### Record set
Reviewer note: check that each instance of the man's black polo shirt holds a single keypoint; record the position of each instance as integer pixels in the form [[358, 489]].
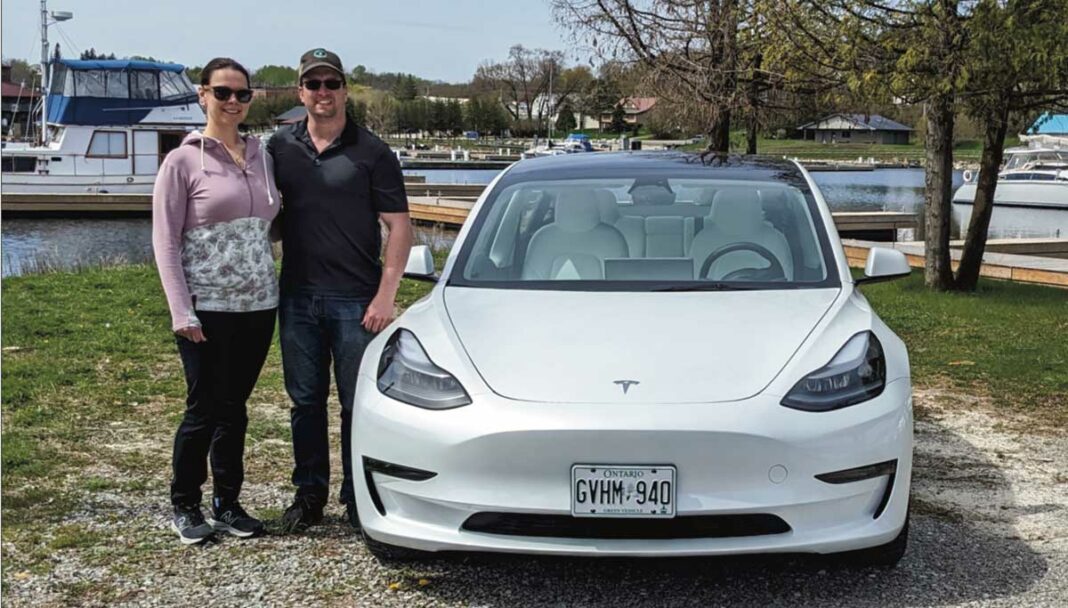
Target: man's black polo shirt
[[330, 205]]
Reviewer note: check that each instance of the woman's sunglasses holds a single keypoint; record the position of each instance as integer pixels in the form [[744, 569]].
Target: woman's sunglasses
[[314, 83], [223, 93]]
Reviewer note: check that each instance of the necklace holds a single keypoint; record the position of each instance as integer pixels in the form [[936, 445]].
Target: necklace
[[237, 155]]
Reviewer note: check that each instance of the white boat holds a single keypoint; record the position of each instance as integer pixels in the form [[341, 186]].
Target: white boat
[[568, 146], [111, 123]]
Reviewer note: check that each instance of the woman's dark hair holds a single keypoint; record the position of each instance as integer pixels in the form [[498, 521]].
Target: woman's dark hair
[[222, 63]]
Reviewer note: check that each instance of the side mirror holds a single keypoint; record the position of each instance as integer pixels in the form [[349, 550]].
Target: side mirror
[[883, 265], [421, 265]]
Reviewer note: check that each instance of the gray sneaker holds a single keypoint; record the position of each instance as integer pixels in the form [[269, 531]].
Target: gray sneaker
[[190, 526], [233, 519]]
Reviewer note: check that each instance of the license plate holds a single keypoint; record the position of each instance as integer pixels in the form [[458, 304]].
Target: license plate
[[623, 490]]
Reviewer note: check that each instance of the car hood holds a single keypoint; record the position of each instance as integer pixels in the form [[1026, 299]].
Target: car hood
[[639, 347]]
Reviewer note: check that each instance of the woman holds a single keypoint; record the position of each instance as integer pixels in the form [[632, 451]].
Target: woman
[[213, 205]]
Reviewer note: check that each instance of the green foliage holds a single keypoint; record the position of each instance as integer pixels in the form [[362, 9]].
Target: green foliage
[[565, 118], [485, 115], [275, 76], [91, 53], [263, 110], [406, 89]]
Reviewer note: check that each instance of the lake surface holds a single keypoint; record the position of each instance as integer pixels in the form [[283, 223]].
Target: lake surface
[[30, 245]]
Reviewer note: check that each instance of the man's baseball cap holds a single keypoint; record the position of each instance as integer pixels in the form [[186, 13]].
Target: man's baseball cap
[[319, 58]]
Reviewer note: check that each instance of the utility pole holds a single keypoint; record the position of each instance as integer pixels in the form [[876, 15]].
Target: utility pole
[[44, 71], [45, 79]]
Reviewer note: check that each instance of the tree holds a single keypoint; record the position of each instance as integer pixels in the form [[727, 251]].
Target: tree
[[263, 110], [618, 123], [381, 112], [911, 50], [275, 76], [405, 89], [521, 81], [705, 57], [359, 76], [454, 118], [357, 111], [24, 72], [565, 118], [990, 58]]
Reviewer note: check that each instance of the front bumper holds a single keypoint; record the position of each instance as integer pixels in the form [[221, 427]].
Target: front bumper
[[744, 458]]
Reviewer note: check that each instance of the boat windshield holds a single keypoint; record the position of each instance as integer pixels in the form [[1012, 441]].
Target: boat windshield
[[1037, 158], [647, 233]]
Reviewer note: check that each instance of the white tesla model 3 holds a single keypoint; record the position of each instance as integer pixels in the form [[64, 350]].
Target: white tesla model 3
[[640, 354]]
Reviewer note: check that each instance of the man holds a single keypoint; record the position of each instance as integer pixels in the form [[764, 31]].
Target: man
[[338, 181]]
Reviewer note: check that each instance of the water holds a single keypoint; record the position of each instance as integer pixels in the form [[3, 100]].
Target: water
[[879, 190], [34, 244], [30, 245]]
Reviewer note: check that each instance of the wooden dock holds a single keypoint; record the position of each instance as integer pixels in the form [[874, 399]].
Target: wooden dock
[[450, 204], [1008, 266]]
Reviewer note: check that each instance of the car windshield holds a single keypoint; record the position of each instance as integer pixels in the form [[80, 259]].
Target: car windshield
[[646, 233]]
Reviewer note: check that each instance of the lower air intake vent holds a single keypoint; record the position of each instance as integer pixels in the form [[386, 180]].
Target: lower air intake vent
[[567, 527]]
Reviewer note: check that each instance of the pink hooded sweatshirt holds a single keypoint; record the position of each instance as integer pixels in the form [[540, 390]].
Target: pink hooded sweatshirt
[[210, 223]]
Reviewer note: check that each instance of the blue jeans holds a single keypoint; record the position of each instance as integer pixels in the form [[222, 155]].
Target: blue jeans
[[315, 329]]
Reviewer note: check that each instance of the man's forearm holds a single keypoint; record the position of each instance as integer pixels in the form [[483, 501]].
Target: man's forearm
[[397, 247]]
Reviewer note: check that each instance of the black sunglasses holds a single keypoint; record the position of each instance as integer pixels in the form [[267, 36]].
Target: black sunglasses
[[223, 93], [331, 83]]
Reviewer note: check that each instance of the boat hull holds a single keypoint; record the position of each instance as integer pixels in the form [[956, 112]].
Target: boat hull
[[22, 184]]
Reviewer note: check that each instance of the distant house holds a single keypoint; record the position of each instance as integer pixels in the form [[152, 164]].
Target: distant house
[[634, 110], [1050, 124], [294, 114], [856, 128], [273, 92]]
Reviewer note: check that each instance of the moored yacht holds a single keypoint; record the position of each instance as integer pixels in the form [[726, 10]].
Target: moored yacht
[[111, 123]]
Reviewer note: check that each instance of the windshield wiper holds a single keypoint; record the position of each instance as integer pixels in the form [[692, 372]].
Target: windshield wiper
[[710, 286]]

### Written problem
Copy out the items above word for word, covering the stretch from the line containing "Reviewer note: check that each instance of the water" through the line containing "[[450, 204], [1008, 266]]".

### Problem solution
Reviewer note: check that each instance of the water holds a single keypoint; record the position of each instance as integer pixels in the form [[3, 100]].
Target: water
[[879, 190], [34, 244], [30, 245]]
Reviewer note: check that each instance of the wooden dock holds a single keypoint; record the position of each instance as integer pixels in the form [[874, 399]].
Target: wooden dock
[[450, 204], [1008, 266]]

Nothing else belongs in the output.